THE RECORDS Block Start

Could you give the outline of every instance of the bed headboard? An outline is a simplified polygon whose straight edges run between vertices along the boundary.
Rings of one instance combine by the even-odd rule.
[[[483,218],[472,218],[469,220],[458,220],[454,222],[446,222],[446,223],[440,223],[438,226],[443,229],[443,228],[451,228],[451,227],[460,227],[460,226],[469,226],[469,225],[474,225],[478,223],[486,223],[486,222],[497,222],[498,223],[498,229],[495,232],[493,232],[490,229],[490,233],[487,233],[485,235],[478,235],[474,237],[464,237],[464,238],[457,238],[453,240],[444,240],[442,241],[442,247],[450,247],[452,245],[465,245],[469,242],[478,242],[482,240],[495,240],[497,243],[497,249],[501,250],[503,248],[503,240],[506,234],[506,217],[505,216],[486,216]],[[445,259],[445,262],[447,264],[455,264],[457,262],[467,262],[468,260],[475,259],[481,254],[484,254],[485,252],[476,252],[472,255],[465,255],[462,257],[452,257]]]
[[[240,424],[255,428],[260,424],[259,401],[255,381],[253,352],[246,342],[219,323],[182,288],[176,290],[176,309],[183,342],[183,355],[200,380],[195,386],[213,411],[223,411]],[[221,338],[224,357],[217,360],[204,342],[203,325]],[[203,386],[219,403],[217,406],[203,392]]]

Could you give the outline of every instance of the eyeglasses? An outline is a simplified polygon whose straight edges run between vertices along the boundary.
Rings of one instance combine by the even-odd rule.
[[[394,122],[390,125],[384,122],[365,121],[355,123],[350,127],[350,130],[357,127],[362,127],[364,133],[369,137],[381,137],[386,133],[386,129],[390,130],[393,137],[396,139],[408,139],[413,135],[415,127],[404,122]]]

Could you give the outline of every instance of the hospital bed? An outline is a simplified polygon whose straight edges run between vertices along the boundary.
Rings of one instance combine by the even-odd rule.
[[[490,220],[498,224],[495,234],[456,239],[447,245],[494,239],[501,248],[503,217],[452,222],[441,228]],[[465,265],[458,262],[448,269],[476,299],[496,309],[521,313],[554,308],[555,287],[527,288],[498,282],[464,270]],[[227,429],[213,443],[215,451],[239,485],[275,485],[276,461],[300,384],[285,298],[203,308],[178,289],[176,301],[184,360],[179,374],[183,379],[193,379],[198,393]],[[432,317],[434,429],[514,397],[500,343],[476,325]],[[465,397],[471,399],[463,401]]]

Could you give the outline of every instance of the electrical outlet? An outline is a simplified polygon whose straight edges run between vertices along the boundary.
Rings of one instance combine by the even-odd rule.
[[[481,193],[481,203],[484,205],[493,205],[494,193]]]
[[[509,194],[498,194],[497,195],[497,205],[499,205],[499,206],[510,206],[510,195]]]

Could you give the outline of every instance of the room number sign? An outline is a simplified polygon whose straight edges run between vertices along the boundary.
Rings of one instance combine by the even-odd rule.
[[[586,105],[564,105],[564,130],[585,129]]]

THE RECORDS Block End
THE RECORDS Block Start

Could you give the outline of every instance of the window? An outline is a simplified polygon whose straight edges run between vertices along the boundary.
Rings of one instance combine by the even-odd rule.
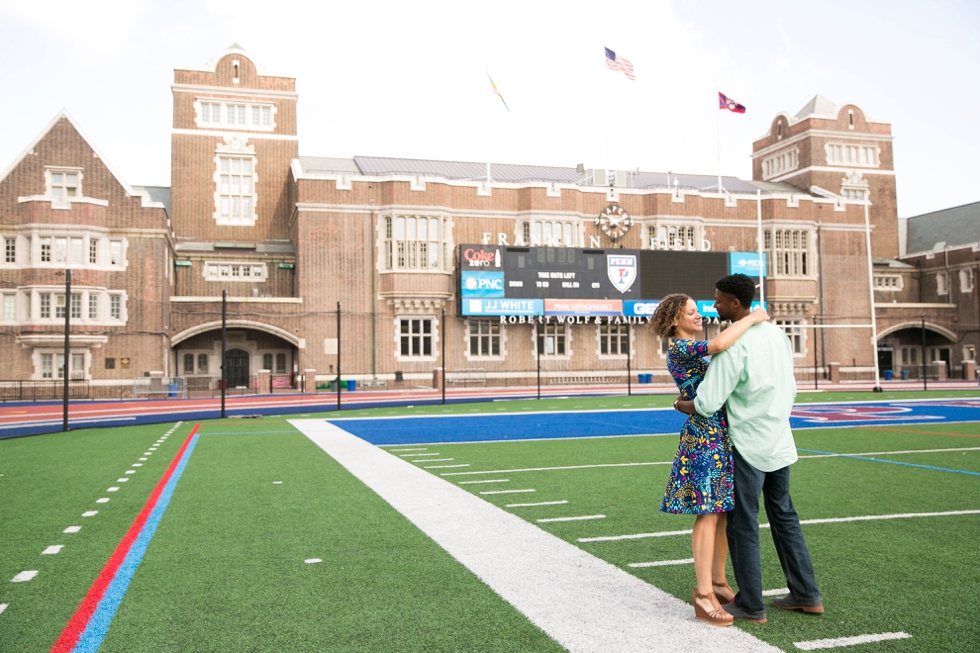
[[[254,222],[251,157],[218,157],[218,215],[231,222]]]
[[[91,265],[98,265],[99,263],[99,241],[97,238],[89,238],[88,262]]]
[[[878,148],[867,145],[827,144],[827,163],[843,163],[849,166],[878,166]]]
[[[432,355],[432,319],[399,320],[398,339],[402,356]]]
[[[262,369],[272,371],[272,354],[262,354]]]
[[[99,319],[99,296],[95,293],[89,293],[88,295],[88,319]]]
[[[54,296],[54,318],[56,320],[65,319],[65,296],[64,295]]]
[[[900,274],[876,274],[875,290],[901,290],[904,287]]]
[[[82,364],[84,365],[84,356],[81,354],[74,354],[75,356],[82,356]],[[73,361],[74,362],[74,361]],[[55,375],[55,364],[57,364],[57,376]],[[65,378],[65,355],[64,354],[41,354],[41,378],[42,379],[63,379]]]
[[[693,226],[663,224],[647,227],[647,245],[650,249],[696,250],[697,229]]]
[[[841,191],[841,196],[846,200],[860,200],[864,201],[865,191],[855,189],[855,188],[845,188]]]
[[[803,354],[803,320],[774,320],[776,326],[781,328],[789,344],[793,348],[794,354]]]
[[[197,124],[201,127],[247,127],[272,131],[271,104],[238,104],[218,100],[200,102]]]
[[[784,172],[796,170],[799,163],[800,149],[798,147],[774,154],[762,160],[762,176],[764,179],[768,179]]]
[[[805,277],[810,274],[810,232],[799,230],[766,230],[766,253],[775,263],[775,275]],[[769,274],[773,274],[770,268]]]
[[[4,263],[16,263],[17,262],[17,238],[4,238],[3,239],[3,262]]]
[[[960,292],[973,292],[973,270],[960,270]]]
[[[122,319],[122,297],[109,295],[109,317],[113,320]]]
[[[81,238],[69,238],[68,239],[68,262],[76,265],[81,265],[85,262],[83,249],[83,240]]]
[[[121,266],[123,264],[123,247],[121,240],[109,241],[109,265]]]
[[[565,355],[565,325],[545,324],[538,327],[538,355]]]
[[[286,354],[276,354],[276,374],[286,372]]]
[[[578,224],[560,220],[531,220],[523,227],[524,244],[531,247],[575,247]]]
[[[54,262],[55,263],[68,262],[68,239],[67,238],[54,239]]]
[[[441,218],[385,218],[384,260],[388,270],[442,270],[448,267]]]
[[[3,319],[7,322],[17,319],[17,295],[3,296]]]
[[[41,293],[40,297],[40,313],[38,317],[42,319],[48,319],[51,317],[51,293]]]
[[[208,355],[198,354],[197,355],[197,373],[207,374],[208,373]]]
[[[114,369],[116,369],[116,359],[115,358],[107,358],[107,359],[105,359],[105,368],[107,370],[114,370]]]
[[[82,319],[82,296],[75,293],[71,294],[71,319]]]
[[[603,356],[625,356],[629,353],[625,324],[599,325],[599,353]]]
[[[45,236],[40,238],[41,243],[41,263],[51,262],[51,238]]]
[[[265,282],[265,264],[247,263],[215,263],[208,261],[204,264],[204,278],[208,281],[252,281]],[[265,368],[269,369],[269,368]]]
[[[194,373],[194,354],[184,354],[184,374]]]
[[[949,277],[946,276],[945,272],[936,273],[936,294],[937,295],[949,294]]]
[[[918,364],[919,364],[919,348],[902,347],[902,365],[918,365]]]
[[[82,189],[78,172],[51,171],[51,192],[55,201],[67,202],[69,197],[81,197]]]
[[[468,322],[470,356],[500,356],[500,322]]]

THE RECORDS Block End

◆ ASSIGNED TASK: Search the entries for the word "along", then gather every line that has it.

◆ PROBLEM SOLUTION:
Could you give the outline of every instance of the bed headboard? An outline is a simplified polygon whose straight edges run between vertices along the boundary.
Could you give the outline of every instance of the eyeglasses? An outline is a simplified polygon whose straight edges run between vertices along the boundary.
Could you give the outline of every instance of the hospital bed? An outline is a simplified polygon whose straight edges run between vertices along the boundary.
Could you give the outline of every instance of the electrical outlet? An outline is a simplified polygon whose straight edges run between vertices along the boundary.
Could you give the outline of every instance of the room number sign? An outline is a simplified polygon whose straight edges run between vertices along the boundary.
Could you give the outline of every instance of the window? An outline is a simplified polygon whose straight edges run between vertices along the boundary.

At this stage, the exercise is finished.